SHORT PROBLEM. Which of the lines below contain the word "hand"? Pull out each one and copy it as it appears.

LISTING.
[Start]
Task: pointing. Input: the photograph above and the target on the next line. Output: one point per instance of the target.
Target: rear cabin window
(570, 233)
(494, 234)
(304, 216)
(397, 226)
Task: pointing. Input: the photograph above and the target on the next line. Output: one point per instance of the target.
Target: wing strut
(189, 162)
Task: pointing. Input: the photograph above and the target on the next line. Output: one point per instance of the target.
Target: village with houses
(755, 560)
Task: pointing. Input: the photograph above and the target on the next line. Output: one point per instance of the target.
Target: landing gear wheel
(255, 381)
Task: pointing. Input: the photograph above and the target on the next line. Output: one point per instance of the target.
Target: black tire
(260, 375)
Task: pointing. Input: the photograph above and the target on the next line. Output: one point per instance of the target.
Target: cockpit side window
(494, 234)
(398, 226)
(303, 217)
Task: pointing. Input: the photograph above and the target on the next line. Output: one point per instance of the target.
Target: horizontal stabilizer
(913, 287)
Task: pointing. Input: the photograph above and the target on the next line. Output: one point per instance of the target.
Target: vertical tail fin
[End]
[Start]
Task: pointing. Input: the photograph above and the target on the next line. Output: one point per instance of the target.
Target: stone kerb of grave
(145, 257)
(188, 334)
[End]
[Start]
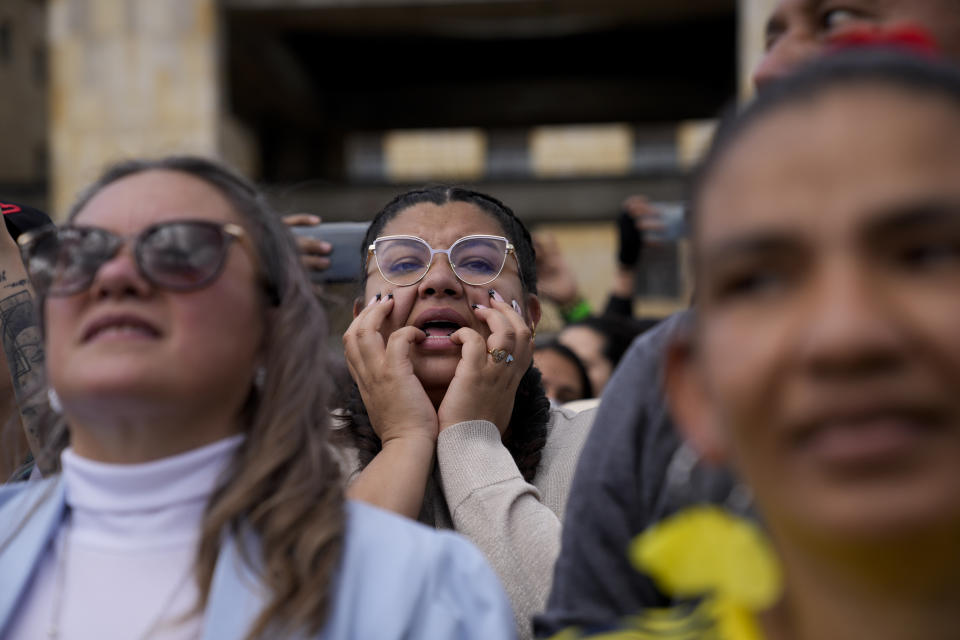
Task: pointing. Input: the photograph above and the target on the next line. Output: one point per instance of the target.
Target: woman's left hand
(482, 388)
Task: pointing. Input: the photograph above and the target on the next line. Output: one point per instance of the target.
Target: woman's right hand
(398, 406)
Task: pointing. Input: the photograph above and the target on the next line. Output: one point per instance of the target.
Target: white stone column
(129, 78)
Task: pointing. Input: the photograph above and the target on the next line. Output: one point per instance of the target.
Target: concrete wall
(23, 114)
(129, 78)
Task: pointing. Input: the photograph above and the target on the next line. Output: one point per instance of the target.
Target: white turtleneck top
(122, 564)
[End]
WRITTEN ANSWER.
Target: woman's left hand
Target: woman's right hand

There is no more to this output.